=== EXTRACTED TEXT ===
────────────────

On Nov. 12, the Notre Dame athletic department sent out e-mails and faxes to several college sports-information offices asking for media guides. The transmissions made sports information people on the other end of their computers do a triple-take. The SIDs wondered if ND was starting its search to find a replacement for Davie. It's a reasonable assumption.

"I knew he was gone, but it was strange that they would send something like this out," says one SID. "The timing is too weird. Usually you request football guides at the end of the summer, not the end of the football season. Whenever we are doing a coach search, our AD will come into the office and start pulling media guides to go through the coaching bios."

When asked about the timing of the media-guide request and the speculation it has fueled, a Notre Dame spokesman initially had no comment. On Tuesday, SID John Heisler called me to say he simply had asked an intern to compile a database of minority coaches in college and pro football, unrelated to Davie's situation.

The explanation is fine -- it was the timing that raised eyebrows.

Officially, the school isn't saying much about Davie's future. Kevin White, the school's AD, says Davie will be "evaluated" at the end of the season. Notre Dame proudly points out that it has never broken a contract. Davie has four years remaining on his deal, with an annual salary of $1 million, but the extension he signed includes a performance clause that will allow the university to buy out the contract for less than $2 million.

The big problem is the program has no momentum, and despite what is shaping up as a good recruiting class, the 4-5 Irish don't matter much on the college football landscape. Worse still, ratings for Notre Dame's home games on NBC, its private network, are down 38 percent this season.

Names of possible replacements are already flying. The college guy who makes the most sense is Stanford's Tyrone Willingham. He's an extremely successful coach who has won at a school with the strictest academic standards, something ND officials can't ignore. He is an African-American candidate, yet has been careful not to get lumped into coaching searches that are done merely for a school's grandstanding purposes. ND shouldn't waste time. He is too good a candidate.

────────────────

=== EXERCISE TASK A ===
Translate this sentence from the article on Notre Dame's football coaching situation into Spanish: "Notre Dame proudly points out that it has never broken a contract."
=== EXERCISE TASK B ===
According to the article on Notre Dame's football coaching situation, by what percentage have ratings for Notre Dame's home games on NBC fallen this season?
=== EXERCISE TASK C ===
Output the part of the article on Notre Dame's football coaching situation that opens with the words containing "The explanation is" and closes with "percent this season.".

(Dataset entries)
────────────────

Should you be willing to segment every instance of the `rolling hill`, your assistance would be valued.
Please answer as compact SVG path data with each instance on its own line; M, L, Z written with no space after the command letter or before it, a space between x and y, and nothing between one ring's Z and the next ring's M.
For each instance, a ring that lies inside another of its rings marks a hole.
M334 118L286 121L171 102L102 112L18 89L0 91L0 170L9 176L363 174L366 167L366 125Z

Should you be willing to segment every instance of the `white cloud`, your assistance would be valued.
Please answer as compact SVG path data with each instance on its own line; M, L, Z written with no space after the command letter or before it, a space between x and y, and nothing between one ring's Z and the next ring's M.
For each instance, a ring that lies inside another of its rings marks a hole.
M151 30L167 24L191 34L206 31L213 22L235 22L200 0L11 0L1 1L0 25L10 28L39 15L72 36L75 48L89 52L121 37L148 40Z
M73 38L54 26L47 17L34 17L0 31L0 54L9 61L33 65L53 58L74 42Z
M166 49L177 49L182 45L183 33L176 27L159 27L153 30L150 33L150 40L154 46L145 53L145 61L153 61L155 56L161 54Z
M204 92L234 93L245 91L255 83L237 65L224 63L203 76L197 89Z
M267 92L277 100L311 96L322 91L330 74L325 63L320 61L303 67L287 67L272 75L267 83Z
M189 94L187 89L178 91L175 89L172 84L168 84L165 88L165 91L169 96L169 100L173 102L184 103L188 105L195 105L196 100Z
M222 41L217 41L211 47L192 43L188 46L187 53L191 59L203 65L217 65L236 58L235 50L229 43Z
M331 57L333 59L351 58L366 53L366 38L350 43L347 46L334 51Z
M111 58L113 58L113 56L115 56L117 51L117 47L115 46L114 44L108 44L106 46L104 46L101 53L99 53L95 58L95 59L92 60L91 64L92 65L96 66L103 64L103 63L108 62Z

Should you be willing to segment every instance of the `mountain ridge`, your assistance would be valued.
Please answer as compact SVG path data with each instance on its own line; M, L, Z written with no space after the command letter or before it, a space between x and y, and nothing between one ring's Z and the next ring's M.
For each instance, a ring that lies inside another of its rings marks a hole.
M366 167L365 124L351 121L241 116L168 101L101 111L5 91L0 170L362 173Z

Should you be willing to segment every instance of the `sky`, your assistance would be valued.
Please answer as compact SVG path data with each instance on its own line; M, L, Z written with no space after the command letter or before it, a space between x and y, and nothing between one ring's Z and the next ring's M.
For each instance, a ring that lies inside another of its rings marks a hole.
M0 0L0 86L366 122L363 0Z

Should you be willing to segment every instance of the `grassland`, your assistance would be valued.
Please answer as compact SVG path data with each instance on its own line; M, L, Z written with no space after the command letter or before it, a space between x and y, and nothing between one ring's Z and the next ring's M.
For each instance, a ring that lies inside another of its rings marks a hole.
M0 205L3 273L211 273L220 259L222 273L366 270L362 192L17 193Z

────────────────

=== ANSWER A ===
Notre Dame señala con orgullo que nunca ha incumplido un contrato.

=== ANSWER B ===
38 percent.

=== ANSWER C ===
The explanation is fine -- it was the timing that raised eyebrows.

Officially, the school isn't saying much about Davie's future. Kevin White, the school's AD, says Davie will be "evaluated" at the end of the season. Notre Dame proudly points out that it has never broken a contract. Davie has four years remaining on his deal, with an annual salary of $1 million, but the extension he signed includes a performance clause that will allow the university to buy out the contract for less than $2 million.

The big problem is the program has no momentum, and despite what is shaping up as a good recruiting class, the 4-5 Irish don't matter much on the college football landscape. Worse still, ratings for Notre Dame's home games on NBC, its private network, are down 38 percent this season.